Instructions to follow:
In the court judgment excerpt, under which rule of the Uniform Civil Procedure Rules does the defendant seek summary judgment?

*** Passage given

JUDGE: | Andreatidis KC DCJ |
ORDERS: |
|
CATCHWORDS: | PRACTICE – DEFAMATION – SUMMARY JUDGMENT – STRIKE OUT – LIMITATION PERIOD – PROPORTIONALITY – principle of proportionality – whether the principle of proportionality applies in Queensland – if the principle of proportionality applies, should the discretion be exercised |
LEGISLATION | Civil Proceedings Act 2005 (NSW) s 60 Defamation (Model Provisions) and Other Legislation Amendment Act 2021 (Qld) Defamation Act 2005 (Qld), ss 10A, 10AB, 33 District Court Act 1967 (Qld) Human Rights Act 2019 (Qld) s 25 Limitation of Actions Act 1974 (Qld), ss 10AA, 10AB, 50. Uniform Civil Procedure Rules, rr 5, 171, 293, sch 3 |
CASES | Baker v Dubickas [2021] QDC 198 Bleyer v Google Inc (2014) 88 NSWLR 670 Courtney v Pinnacle Media Group Ltd & Ors [2021] QSC 91 Dow Jones & Company Inc v Gutnick (2002) 210, CLR 575 Ghosh v NineMSN Pty Ltd (2015) 90 NSWLR 595 Gray v Morris [2004] 2 Qd R 118 Ingram v Ingram [2022] NSWDC 653 Isaac v TCN Channel Nine Pty Ltd [2023] VSC 70 Jameel (Yousef) v Dow Jones & Co Inc [2005] QB 946 Rock v Henderson [2021] NSWCA 155 Smith v Lucht [2014] QDC 302 Smits v Cugola [2022] QCA 262 Wardley Australia Limited v Western Australia (1992) 175 CLR 514 Watney v Kencian [2018] 1 Qd R 407 |
COUNSEL: | Mr M de Waard (Plaintiff/Respondent) Ms L Barnett (Defendant/Applicant) |
SOLICITORS: | Mills Oakley (Plaintiff/Respondent) ABC Legal (Defendant/Applicant) |
- Introduction
- [1]The defendant (ABC) applies for:
- (a)summary judgment pursuant to r 293(2) of the Uniform Civil Procedure Rules 1999 (Qld) (UCPR); and
- (b)strike out orders of aspects of the statement of claim pursuant to r 171 of the UCPR.

******
*** Data shown

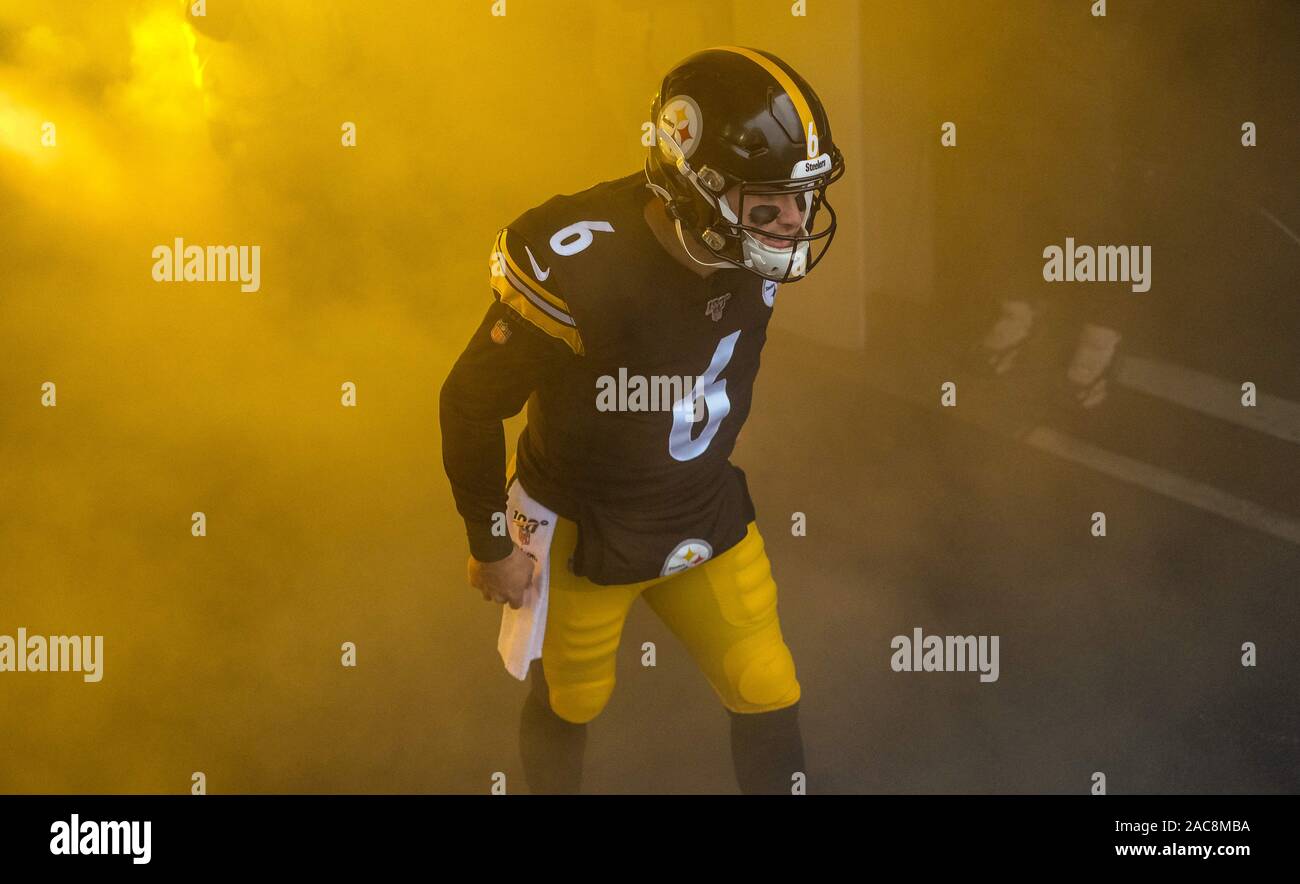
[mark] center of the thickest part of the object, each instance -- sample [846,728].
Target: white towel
[523,629]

******

Output of the task:
Rule 293(2)